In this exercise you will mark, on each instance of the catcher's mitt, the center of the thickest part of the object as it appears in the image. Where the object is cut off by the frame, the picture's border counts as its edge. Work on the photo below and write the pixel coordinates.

* * *

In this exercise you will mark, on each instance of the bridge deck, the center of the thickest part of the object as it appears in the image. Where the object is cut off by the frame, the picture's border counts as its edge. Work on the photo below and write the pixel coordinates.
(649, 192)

---

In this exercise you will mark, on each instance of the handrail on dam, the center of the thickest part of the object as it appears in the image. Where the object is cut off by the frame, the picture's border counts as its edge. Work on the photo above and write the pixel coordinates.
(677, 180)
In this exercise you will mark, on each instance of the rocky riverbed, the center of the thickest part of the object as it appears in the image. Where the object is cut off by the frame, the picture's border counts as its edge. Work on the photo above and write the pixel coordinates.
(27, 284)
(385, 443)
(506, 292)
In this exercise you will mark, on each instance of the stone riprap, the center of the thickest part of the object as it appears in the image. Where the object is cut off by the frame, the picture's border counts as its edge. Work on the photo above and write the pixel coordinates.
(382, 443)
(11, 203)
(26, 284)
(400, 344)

▸ **Task directions**
Which lines of the material contain the string "stone", with case counting? Copy each of those lines in full.

▸ **Answer to the problem**
In this exercise you will mark, on each instance of the stone riprap, the center of the thickest part of the object as it appears in the image. Where the object is cut off by the frame, the picture's border counts as its edge. Work on the photo above and write the pixel coordinates.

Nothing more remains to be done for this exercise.